Prompt: Take the lines below from the one with "MULTIPOLYGON (((105 126, 110" through the one with "Mark the region of the wooden" and print only them, exactly. Don't print the pictures.

[Stored data entries]
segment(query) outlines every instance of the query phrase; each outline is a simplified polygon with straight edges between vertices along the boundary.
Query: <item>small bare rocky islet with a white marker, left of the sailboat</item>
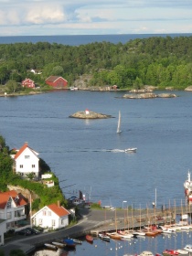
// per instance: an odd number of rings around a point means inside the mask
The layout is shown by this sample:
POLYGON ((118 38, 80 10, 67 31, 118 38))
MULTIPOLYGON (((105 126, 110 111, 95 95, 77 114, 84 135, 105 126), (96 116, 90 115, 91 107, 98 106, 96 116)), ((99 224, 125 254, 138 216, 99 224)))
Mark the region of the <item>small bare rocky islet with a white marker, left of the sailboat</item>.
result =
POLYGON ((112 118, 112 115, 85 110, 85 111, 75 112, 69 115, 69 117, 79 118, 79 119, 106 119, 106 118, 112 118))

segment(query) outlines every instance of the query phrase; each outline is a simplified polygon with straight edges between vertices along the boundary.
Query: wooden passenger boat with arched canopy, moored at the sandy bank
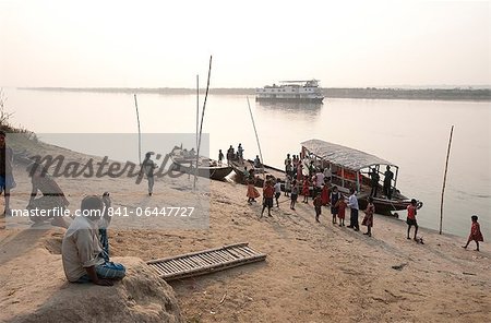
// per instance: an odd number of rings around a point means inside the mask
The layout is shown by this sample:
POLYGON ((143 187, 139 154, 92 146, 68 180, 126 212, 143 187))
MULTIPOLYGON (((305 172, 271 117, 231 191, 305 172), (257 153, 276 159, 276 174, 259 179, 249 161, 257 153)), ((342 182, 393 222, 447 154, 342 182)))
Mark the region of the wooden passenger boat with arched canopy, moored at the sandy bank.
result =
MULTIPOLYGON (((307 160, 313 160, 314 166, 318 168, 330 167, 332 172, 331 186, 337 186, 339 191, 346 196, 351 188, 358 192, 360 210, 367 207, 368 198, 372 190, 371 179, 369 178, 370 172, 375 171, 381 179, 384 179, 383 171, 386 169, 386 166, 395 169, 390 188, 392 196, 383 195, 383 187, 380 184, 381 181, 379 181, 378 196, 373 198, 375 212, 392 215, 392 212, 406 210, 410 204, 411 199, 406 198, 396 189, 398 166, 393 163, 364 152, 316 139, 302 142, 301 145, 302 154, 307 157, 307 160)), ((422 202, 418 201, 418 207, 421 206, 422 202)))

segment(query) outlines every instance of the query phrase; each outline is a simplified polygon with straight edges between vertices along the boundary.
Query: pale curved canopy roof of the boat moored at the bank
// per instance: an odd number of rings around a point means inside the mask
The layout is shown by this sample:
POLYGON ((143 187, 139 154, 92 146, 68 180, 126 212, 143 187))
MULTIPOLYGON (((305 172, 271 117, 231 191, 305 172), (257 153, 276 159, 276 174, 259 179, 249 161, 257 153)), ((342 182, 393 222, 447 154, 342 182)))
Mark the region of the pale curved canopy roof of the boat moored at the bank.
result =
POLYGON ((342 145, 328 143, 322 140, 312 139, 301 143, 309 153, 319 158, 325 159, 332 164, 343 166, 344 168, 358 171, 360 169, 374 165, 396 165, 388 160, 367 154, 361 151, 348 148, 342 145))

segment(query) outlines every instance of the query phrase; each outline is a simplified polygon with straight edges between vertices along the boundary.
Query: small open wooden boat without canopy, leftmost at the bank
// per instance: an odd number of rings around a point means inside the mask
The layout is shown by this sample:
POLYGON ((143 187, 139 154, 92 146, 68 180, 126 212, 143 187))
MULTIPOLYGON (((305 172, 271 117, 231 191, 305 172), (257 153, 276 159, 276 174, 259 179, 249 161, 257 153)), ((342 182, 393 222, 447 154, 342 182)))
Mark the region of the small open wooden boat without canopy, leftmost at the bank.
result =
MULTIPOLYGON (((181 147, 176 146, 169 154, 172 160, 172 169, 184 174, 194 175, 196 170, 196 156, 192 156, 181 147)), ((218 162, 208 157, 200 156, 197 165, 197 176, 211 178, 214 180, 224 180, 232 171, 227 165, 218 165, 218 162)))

--

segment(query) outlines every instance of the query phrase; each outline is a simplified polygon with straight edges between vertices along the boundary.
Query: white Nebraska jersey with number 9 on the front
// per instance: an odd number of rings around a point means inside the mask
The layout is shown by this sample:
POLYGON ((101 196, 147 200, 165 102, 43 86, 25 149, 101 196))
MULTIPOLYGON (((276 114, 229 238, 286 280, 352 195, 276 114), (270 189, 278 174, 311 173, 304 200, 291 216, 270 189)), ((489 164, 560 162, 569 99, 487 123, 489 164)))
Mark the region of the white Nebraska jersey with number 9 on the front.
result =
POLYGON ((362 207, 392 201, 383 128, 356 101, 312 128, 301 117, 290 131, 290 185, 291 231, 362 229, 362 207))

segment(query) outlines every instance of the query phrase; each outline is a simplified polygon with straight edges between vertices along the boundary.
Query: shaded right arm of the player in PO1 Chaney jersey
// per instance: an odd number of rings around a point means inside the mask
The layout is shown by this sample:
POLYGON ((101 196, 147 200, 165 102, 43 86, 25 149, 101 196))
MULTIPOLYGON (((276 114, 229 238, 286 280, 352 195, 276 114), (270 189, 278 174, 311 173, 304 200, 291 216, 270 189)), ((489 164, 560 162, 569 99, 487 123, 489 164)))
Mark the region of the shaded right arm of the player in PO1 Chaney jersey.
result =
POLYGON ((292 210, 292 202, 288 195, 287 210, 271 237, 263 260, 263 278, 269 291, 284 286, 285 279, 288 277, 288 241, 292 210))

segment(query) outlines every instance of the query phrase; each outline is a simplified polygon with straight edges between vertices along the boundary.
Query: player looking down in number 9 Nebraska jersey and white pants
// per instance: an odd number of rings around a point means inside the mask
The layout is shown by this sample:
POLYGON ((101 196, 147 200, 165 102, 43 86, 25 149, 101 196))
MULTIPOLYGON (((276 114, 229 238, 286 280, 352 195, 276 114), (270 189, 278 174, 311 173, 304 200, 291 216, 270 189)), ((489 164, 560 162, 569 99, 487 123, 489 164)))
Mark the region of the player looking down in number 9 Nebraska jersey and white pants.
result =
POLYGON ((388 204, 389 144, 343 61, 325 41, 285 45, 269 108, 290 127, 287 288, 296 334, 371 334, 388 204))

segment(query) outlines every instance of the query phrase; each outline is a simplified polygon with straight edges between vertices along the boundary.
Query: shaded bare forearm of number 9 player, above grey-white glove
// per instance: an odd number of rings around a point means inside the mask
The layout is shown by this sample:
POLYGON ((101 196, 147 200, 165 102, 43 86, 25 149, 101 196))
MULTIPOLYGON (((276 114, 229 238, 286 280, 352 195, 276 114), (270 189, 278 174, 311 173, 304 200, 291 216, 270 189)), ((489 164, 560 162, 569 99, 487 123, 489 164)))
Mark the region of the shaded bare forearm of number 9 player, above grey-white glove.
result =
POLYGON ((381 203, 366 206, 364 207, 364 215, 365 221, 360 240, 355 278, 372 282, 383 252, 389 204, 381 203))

Reply to the exercise:
MULTIPOLYGON (((105 126, 110 111, 95 95, 77 114, 84 135, 105 126), (96 116, 90 115, 91 107, 98 106, 96 116)), ((99 224, 125 254, 138 216, 99 224)))
Mark the region of the <item>small bare rocky islet with a white marker, left of the sailboat</item>.
result =
POLYGON ((112 118, 112 115, 85 110, 85 111, 75 112, 69 115, 69 117, 79 118, 79 119, 106 119, 106 118, 112 118))

segment(query) outlines every instance of the query phrase; each outline is a simplified polygon with straight edges between vertices along the boundary.
Query: wooden passenger boat with arched canopy, moored at the sandy bank
// per instance: an odd number of rings around a point means inside the mask
The layout is shown by this sample:
POLYGON ((143 187, 139 154, 92 146, 68 180, 126 212, 143 187))
MULTIPOLYGON (((305 172, 271 117, 231 191, 305 172), (257 153, 276 159, 276 174, 259 179, 249 161, 257 153)), ((342 182, 393 222, 447 154, 342 182)))
Mark the region of the wooden passenger boat with arched canopy, moored at the sandy bank.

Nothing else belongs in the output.